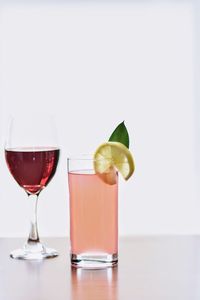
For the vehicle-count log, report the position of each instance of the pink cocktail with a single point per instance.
(93, 218)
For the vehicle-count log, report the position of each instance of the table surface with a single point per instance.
(162, 267)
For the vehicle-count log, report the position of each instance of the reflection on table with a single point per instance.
(94, 284)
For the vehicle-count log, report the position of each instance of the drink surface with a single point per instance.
(32, 168)
(93, 214)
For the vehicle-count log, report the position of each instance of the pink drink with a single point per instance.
(93, 216)
(32, 168)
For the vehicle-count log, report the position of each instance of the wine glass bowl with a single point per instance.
(32, 155)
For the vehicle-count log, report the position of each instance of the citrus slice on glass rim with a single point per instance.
(112, 156)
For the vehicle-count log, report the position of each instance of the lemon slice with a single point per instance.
(111, 156)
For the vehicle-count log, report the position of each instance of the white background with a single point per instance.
(93, 66)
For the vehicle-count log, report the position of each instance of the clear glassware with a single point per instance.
(32, 155)
(93, 216)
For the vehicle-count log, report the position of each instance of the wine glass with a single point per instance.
(32, 156)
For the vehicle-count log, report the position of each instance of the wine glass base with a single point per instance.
(28, 255)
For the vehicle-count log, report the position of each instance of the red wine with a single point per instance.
(32, 168)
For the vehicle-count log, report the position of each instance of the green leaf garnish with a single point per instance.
(120, 134)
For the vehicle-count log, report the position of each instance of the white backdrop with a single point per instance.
(93, 66)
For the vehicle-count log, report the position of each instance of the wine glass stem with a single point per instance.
(33, 234)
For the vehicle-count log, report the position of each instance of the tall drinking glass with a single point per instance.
(32, 156)
(93, 216)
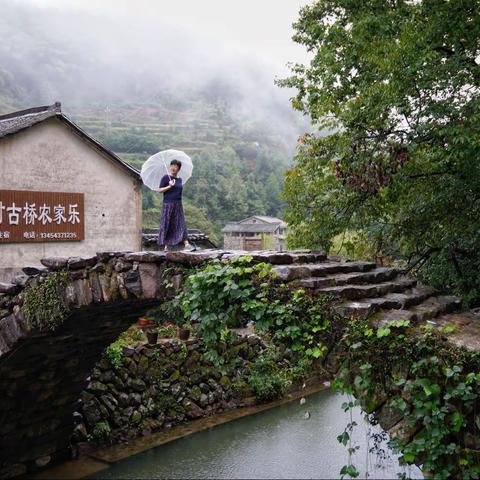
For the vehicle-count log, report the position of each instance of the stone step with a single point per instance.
(356, 292)
(378, 275)
(431, 308)
(390, 301)
(288, 273)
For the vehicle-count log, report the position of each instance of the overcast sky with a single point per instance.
(257, 28)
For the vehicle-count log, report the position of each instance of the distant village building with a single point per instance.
(255, 233)
(61, 192)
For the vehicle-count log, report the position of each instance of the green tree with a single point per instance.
(395, 85)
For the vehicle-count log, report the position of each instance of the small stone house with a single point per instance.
(62, 193)
(255, 233)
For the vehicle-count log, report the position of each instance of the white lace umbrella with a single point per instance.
(157, 166)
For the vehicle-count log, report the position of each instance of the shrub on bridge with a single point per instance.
(434, 386)
(43, 304)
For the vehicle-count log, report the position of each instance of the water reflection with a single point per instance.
(279, 443)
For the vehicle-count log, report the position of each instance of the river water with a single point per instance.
(278, 443)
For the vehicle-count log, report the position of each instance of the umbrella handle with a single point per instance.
(165, 165)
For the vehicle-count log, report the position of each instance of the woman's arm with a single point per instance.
(171, 183)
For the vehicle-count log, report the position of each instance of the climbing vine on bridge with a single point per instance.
(223, 295)
(43, 304)
(434, 386)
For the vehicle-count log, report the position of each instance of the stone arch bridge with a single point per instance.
(42, 373)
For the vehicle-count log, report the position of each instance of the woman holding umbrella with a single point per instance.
(173, 229)
(169, 181)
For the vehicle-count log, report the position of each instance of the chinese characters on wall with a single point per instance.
(41, 216)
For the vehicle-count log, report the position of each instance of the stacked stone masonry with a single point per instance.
(43, 373)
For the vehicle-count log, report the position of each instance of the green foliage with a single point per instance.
(267, 378)
(114, 352)
(296, 317)
(101, 431)
(168, 311)
(43, 305)
(435, 386)
(394, 89)
(222, 295)
(166, 331)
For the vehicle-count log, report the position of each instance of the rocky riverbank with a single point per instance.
(158, 386)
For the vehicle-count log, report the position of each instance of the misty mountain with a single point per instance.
(143, 87)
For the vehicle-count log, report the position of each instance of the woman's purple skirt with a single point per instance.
(173, 229)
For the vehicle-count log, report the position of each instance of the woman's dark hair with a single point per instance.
(178, 163)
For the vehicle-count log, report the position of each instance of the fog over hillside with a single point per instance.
(81, 57)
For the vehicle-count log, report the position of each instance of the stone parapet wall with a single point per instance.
(158, 386)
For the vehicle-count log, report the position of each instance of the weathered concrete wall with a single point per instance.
(50, 157)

========

§ GOAL OF THE EXERCISE: Switch every "vehicle-count log" in the records above to "scene-annotation log" and write the records out again with nothing else changed, leaving out the pictures.

§ SOLUTION FOR THIS PROBLEM:
For the scene-annotation log, report the position of each instance of the pink cocktail with a single point per instance.
(93, 218)
For the scene-annotation log, report the position of each instance of the table surface with a single point per instance.
(162, 267)
For the scene-annotation log, report the position of each instance of the reflection on table with a single point per instance.
(94, 284)
For the scene-annotation log, report the position of each instance of the drink surface with a single point per instance.
(32, 168)
(93, 214)
For the scene-annotation log, report the position of each instance of the pink drink with a single point per instance.
(93, 216)
(32, 168)
For the scene-annotation log, report the position of each instance of the wine glass bowl with a single point per instance.
(32, 155)
For the scene-annotation log, report the position of each instance of the citrus slice on glass rim with a single point per instance.
(112, 156)
For the scene-annotation log, report the position of each instance of the lemon slice with a single point per instance.
(111, 156)
For the scene-annotation log, report the position of each instance of the white background with a single point per instance.
(93, 66)
For the scene-annotation log, report the position of each instance of the clear glassware with a single point per instance.
(32, 155)
(93, 216)
For the scene-annotation log, report the position of each instance of the wine glass with a single point per instance.
(32, 156)
For the scene-annotation log, report the position of each instance of the wine glass base with a single point per instance.
(28, 255)
For the scene-annotation log, report the position of each instance of the red wine with a single point per instance.
(32, 168)
For the scene-annotation log, report the position of each instance of the green leaf garnish with a single point per instance.
(120, 134)
For the scene-annotation log, report the position of each instance of the white backdrop with a single point per instance.
(93, 66)
For the scene-annotation log, report the position of each instance of the wine glass stem with a single point per instance.
(33, 234)
For the scene-annotation log, report the position of each instance of the tall drinking glass with a single point per instance.
(32, 156)
(93, 216)
For the scene-annotation log, report the position of each instance of the stone step with a single point per instance.
(356, 292)
(378, 275)
(431, 308)
(390, 301)
(288, 273)
For the scene-annotation log, report the position of each instance of the overcast sky with a single point per instance.
(257, 28)
For the scene-annotation log, report the position of each instance of the distant village building with a single point per instance.
(255, 233)
(61, 192)
For the scene-annotation log, report the position of each instance of the green tree with a single point per instance.
(395, 85)
For the scene-annotation log, report the position of each instance of the small stone house with a single point per instance.
(62, 193)
(255, 233)
For the scene-annotation log, report the position of each instance of the white lace umbrella with a single point per instance.
(157, 166)
For the scene-annotation log, report the position of each instance of the shrub on bridge with a single point per instance.
(434, 386)
(43, 304)
For the scene-annotation log, report the position of each instance of the water reflection with a single point per instance.
(279, 443)
For the scene-annotation log, report the position of each instance of the river water with a single point per instance.
(278, 443)
For the scene-annotation log, report the position of each instance of the umbrella handle with a single point per instance.
(165, 165)
For the scene-annotation log, report the position of each instance of the woman's arm with a single point per instance.
(171, 183)
For the scene-annotation log, report the position of each instance of the climbing vine on bridge with a single point per instance.
(223, 295)
(43, 304)
(434, 386)
For the scene-annotation log, report the position of each instance of the stone arch bridge with a single point per instance.
(42, 373)
For the scene-annotation log, report the position of each instance of the woman holding umbrella with a single point per instance.
(173, 229)
(169, 181)
For the scene-annotation log, report the position of each instance of the chinese characters on wall with a single point per instance.
(41, 216)
For the scene-annotation log, report the position of each instance of the stacked stone masonry with a single point per instance.
(43, 373)
For the scene-annotation log, report the position of each instance of the green foliage with a single point per instance.
(267, 378)
(114, 352)
(296, 317)
(101, 431)
(168, 311)
(43, 305)
(435, 386)
(394, 89)
(222, 295)
(166, 331)
For the scene-annotation log, report the position of each instance of the rocky riverbank with a single point per instance.
(158, 386)
For the scene-annotation log, report the position of each instance of the misty mountain with a single point per instance.
(143, 87)
For the scene-annotation log, report the position of each instance of the woman's purple skirt with a single point per instance.
(173, 229)
For the scene-annotation log, report the position of each instance of the woman's dark hair with a single point per instance.
(178, 163)
For the scene-annotation log, report the position of each instance of the fog over hillside with a single point per instance.
(81, 57)
For the scene-annotation log, report the position of each instance of the stone parapet wall with a single point per instance.
(158, 386)
For the scene-annotation log, report the position of each instance of the weathered concrete wall with a single point per instance.
(50, 157)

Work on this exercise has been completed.